*** Given information Section Begins ***

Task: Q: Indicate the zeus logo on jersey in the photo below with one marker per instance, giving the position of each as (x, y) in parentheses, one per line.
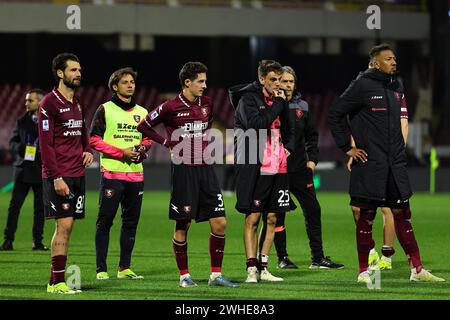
(72, 133)
(72, 123)
(154, 115)
(195, 126)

*** Given information Section Ends ***

[Task objective]
Output all the data above verbatim, leaving out images.

[Expected answer]
Task: Q: Indicate the zeus logo on jersey in the photo below with one marker per instance, giving the position of each as (x, y) in parentheses, one per line.
(72, 133)
(72, 123)
(154, 115)
(195, 126)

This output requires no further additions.